Exercise brief ->
Copy the sea lions passage below word for word.

Reading passage ->

Although they are marine mammals, California sea lions have proved to be able freshwater inhabitants. After spending the summer breeding in Southern California, the 700-pound males typically voyage up the coast in the late summer or autumn and stay until May. While there, a few dozen adventurous individuals speed up the cool waterways of the Columbia River along the border of Oregon and Washington, hang a right at the Willamette and then park below Willamette Falls, a U-shaped cascade where Chinook salmon and steelhead stall while waiting their turn at the fish ladder they use to reach upriver spawning grounds.

For sea lions, the spot is a sashimi bar. According to a 2017 state report, more than 15,000 winter steelhead were making it over the falls 15 years ago. This winter, about 1,000 did — more than the record low of 512 in 2017, but still the second-lowest number ever counted, said Shaun Clements, a senior policy adviser for the Oregon Department of Fish and Wildlife. At least 25 percent of the run this year was eaten by sea lions, the agency says.

Recorded data ->
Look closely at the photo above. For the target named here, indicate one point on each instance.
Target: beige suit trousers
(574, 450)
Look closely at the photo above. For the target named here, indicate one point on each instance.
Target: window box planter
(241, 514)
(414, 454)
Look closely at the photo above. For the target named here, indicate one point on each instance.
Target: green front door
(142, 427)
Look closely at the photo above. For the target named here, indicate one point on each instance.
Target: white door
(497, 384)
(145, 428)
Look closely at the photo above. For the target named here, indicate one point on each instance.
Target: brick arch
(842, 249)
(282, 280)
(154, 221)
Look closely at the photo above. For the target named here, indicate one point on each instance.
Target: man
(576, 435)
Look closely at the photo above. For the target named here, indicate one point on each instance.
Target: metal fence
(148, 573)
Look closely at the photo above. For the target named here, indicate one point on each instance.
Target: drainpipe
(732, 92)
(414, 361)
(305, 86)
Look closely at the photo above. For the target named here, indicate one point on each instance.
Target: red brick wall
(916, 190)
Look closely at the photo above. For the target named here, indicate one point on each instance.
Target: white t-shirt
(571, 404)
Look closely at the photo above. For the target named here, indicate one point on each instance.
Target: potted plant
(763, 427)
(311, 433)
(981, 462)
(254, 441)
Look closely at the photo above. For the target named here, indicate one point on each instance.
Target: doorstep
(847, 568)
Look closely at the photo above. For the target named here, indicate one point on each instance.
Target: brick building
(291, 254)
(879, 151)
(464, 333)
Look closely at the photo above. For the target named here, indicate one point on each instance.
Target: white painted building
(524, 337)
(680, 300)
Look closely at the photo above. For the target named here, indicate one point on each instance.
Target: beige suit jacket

Answer space ->
Although they are marine mammals, California sea lions have proved to be able freshwater inhabitants. After spending the summer breeding in Southern California, the 700-pound males typically voyage up the coast in the late summer or autumn and stay until May. While there, a few dozen adventurous individuals speed up the cool waterways of the Columbia River along the border of Oregon and Washington, hang a right at the Willamette and then park below Willamette Falls, a U-shaped cascade where Chinook salmon and steelhead stall while waiting their turn at the fish ladder they use to reach upriver spawning grounds.

For sea lions, the spot is a sashimi bar. According to a 2017 state report, more than 15,000 winter steelhead were making it over the falls 15 years ago. This winter, about 1,000 did — more than the record low of 512 in 2017, but still the second-lowest number ever counted, said Shaun Clements, a senior policy adviser for the Oregon Department of Fish and Wildlife. At least 25 percent of the run this year was eaten by sea lions, the agency says.